● Exercise details
Rewrite the data below as a JSON list of strings, with one string per line. Skip blank lines and leave the pictures out.

++++ Provided information

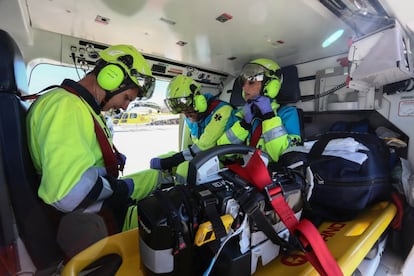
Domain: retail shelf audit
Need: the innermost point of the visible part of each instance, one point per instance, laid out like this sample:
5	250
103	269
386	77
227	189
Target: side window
155	135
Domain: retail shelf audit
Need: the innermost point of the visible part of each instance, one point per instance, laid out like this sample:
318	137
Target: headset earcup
110	77
200	103
271	90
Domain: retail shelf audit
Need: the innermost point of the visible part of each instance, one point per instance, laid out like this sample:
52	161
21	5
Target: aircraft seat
32	216
49	236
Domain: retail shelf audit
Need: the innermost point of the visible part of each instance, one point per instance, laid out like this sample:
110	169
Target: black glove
120	188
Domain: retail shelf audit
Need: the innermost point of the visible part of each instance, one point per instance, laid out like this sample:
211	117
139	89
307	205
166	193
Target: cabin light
332	38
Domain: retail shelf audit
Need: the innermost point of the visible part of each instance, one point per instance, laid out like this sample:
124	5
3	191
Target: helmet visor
179	105
146	85
252	72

++++++++

● The solution
[
  "Domain: retail shelf audit",
  "Need: the innermost point of the visible part of each instance, one point per instance, laid out like this sample:",
  "5\t250",
  "103\t269",
  "386\t77",
  "227\t189",
  "Target: side window",
  "155\t135",
  "Domain: retail shelf audit",
  "Need: the innermost point of the visible part of each instance, one point per instance, laid out like this sample:",
  "318\t137",
  "Target: headset earcup",
  "110\t77",
  "200\t103",
  "271\t90",
  "Domain: retail shelf audit",
  "Need: the innermost point of the visible part of each instance, one point per instance, laid out like this sample:",
  "52\t161",
  "21\t5",
  "Target: aircraft seat",
  "32\t216",
  "49\t236",
  "Domain: retail shelf audit",
  "Need: the innermost point of the visible part of each instance, one point per instance, laid out like this sample:",
  "110\t169",
  "Target: black glove",
  "120\t188",
  "Domain: retail shelf audit",
  "Need: the innermost point of the visible part of each instance, one point per instance, laid out like this sample:",
  "211\t117",
  "139\t89",
  "307\t205",
  "166\t193",
  "Target: cabin light",
  "332\t38",
  "Domain: retail shelf audit",
  "Need: the innermost point of the visible part of each instance, one point per instance, laid out like this sample:",
  "124\t5",
  "3\t191",
  "Target: helmet visor",
  "179\t105",
  "146\t85",
  "252\t72"
]